*** Excerpted passage Section Begins ***

Opinion
NO. 4-13-0415
02-25-2014
NOTICE
This order was filed under Supreme Court Rule 23 and may not be cited as precedent by any party except in the limited circumstances allowed under Rule 23(e)(1).
Appeal from
Circuit Court of
Sangamon County
No.13MH232
Honorable
Steven H. Nardulli,
Judge Presiding.
JUSTICE HOLDER WHITE delivered the judgment of the court.
Justices Pope and Steigmann concurred in the judgment.

*** Excerpted passage Section Ends ***
*** Given information Section Begins ***

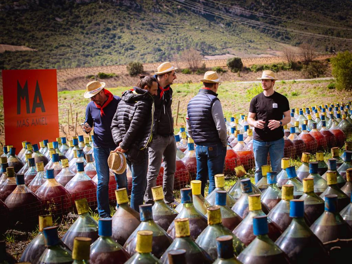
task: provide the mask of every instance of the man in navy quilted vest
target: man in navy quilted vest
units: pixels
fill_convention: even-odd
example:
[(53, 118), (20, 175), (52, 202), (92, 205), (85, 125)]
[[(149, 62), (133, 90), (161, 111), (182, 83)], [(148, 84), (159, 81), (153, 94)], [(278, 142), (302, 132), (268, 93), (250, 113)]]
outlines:
[(221, 84), (216, 71), (204, 74), (203, 87), (187, 106), (187, 130), (196, 145), (196, 180), (202, 181), (202, 195), (208, 178), (209, 193), (215, 188), (214, 176), (222, 173), (227, 136), (220, 100), (216, 92)]

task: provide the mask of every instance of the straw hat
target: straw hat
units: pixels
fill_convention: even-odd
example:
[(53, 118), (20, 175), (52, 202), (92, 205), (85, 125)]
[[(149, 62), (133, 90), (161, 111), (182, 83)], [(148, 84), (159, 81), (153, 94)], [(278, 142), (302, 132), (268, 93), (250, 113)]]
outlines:
[(164, 74), (167, 73), (171, 71), (174, 70), (176, 70), (178, 68), (175, 68), (172, 65), (170, 62), (163, 62), (158, 67), (158, 71), (154, 73), (157, 75)]
[(222, 82), (220, 81), (218, 73), (213, 71), (208, 71), (204, 74), (204, 77), (203, 79), (200, 79), (199, 80), (203, 82), (207, 82), (210, 83), (221, 83)]
[(109, 168), (117, 174), (121, 174), (126, 170), (126, 158), (121, 152), (110, 152), (108, 158)]
[(87, 90), (83, 95), (85, 98), (90, 98), (94, 96), (104, 89), (105, 86), (105, 82), (100, 82), (99, 81), (93, 81), (87, 83), (86, 86)]
[(257, 78), (258, 80), (277, 80), (278, 78), (275, 78), (275, 73), (270, 70), (265, 70), (262, 74), (262, 77)]

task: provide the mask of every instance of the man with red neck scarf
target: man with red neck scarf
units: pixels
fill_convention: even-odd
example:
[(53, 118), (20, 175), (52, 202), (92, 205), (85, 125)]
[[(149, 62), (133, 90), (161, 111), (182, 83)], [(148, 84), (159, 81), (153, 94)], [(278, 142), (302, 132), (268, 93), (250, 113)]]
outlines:
[[(98, 81), (87, 84), (84, 96), (90, 98), (91, 101), (86, 110), (86, 125), (82, 128), (86, 133), (94, 128), (94, 157), (98, 175), (98, 212), (101, 218), (109, 218), (111, 217), (108, 194), (110, 171), (107, 161), (110, 151), (114, 150), (117, 146), (113, 139), (111, 127), (121, 98), (113, 95), (105, 89), (105, 83)], [(115, 174), (115, 176), (117, 188), (127, 188), (126, 171), (122, 174)]]

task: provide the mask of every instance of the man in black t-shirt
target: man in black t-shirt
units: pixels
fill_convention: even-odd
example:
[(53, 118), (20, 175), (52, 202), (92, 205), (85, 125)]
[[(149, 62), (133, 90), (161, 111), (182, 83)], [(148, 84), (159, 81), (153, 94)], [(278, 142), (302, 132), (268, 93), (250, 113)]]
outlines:
[(251, 101), (247, 121), (253, 126), (253, 152), (256, 162), (256, 182), (262, 175), (262, 166), (268, 163), (270, 155), (273, 171), (281, 170), (281, 160), (284, 157), (283, 126), (291, 121), (290, 106), (285, 96), (274, 91), (275, 74), (271, 71), (263, 71), (262, 77), (263, 92)]

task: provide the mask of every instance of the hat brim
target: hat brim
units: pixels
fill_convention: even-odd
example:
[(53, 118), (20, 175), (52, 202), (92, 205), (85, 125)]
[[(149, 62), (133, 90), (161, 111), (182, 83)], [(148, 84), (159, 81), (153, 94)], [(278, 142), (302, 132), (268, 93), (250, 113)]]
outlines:
[(176, 70), (178, 69), (178, 68), (175, 68), (173, 67), (172, 69), (171, 70), (168, 69), (167, 70), (163, 71), (157, 71), (156, 73), (154, 73), (154, 74), (156, 74), (157, 75), (159, 75), (161, 74), (164, 74), (165, 73), (169, 73), (170, 71), (172, 71), (174, 70)]
[(105, 82), (100, 82), (100, 84), (101, 84), (101, 86), (99, 88), (99, 90), (97, 91), (96, 93), (94, 93), (93, 94), (90, 94), (88, 91), (86, 90), (86, 92), (84, 92), (84, 94), (83, 95), (83, 96), (85, 98), (90, 98), (91, 97), (93, 97), (104, 89), (104, 87), (105, 87)]

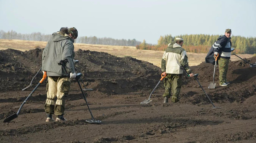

*** Given information Section Ends ***

* To do
In the court order, which justice delivered the judgment of the court? The records have no role in this exercise.

* Output for this task
Justice Holder White